• _What you should do_
Only the lines below from the one containing "point(89, 298)" through the one containing "point(517, 240)" belong in the answer, repeated exactly and without pictures.

[Stored data entries]
################

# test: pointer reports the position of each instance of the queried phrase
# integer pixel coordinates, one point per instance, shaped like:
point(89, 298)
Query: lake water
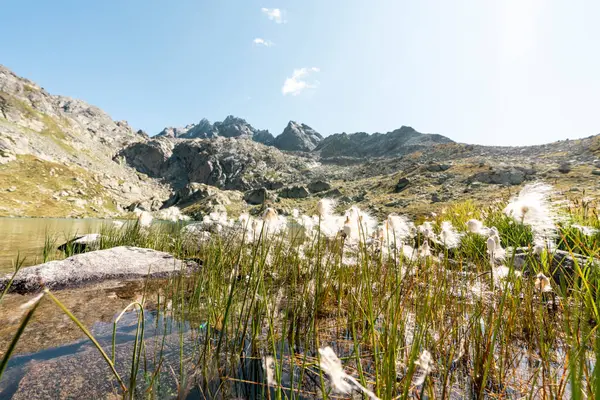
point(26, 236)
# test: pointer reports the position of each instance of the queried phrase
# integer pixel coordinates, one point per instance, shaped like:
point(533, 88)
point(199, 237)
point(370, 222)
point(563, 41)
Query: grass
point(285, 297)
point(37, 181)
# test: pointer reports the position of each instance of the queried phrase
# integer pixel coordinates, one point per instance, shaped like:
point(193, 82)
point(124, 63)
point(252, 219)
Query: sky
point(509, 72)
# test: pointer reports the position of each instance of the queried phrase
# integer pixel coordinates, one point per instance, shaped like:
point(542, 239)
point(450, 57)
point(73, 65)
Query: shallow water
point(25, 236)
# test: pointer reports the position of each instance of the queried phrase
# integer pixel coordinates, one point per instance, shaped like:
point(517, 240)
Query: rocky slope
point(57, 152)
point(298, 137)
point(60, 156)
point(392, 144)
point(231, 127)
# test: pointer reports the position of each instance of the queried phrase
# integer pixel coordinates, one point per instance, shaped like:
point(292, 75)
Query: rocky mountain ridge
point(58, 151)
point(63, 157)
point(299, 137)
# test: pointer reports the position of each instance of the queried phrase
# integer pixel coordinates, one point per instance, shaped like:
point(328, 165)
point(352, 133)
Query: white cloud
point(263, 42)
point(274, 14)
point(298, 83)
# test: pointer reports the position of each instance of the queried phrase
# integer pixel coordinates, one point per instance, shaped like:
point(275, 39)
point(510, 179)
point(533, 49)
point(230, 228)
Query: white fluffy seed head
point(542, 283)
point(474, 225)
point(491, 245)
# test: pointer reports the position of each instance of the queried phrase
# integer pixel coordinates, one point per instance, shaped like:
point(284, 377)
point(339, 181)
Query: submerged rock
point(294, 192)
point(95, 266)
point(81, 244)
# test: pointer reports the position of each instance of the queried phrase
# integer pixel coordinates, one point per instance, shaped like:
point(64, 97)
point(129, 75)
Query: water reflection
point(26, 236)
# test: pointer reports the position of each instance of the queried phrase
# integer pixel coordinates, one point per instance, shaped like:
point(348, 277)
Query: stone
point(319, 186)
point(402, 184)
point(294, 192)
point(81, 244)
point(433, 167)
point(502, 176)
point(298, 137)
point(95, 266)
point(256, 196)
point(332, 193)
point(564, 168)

################

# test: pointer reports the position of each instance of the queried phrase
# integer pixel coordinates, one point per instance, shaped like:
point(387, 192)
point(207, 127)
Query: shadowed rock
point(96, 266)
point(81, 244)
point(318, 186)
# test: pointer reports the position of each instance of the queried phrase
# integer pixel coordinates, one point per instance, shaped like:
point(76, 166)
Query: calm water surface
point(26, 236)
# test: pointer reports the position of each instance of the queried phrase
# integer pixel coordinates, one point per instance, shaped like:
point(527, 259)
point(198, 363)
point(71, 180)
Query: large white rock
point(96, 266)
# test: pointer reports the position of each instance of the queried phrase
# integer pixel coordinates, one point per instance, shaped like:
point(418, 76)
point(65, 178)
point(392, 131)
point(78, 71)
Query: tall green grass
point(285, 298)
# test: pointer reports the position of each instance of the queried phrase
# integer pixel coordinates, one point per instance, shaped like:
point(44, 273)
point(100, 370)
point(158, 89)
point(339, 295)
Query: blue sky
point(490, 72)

################

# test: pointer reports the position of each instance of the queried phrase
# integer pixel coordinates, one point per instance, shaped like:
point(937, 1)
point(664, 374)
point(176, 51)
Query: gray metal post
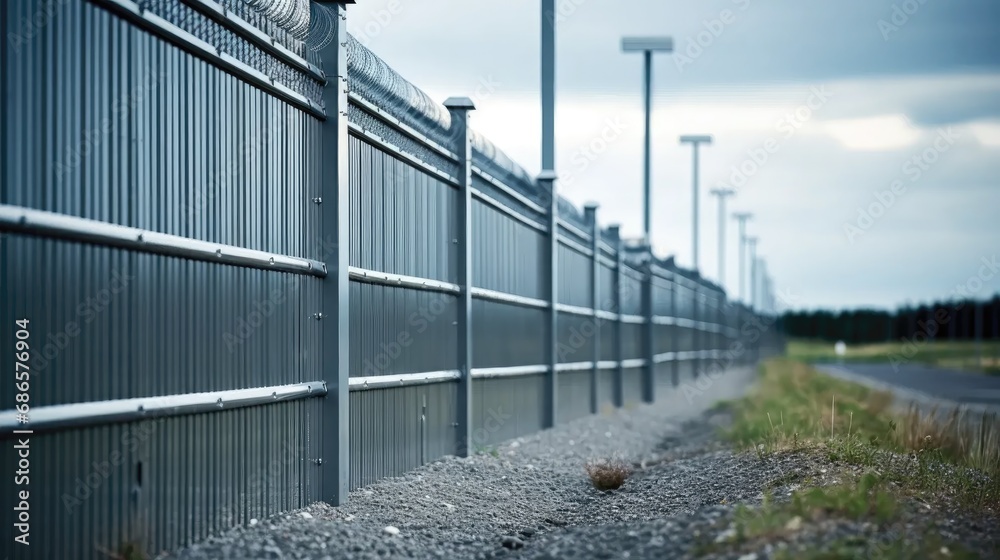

################

• _Response to this task_
point(89, 298)
Query: lake water
point(26, 236)
# test: pointer reports the position of each instance of the queried phrase
# integer pixel coordinates, one point per instance, shaped like:
point(533, 88)
point(199, 237)
point(370, 222)
point(563, 41)
Query: grass
point(285, 297)
point(37, 181)
# test: pointer reports the position of each instance of the queried phrase
# integer pixel coordinates, one point per instance, shaped like:
point(193, 82)
point(124, 63)
point(252, 219)
Query: sky
point(509, 72)
# test: pointer reports the position of each instance of the queried phrase
# integer pixel coordinates, one point per instance, shaped like:
point(542, 239)
point(450, 57)
point(73, 65)
Query: shallow water
point(25, 236)
# test: pointer reports the position of each instance of the queried phrase
# integer pixel coordinates, one point per instance, shaped like:
point(517, 240)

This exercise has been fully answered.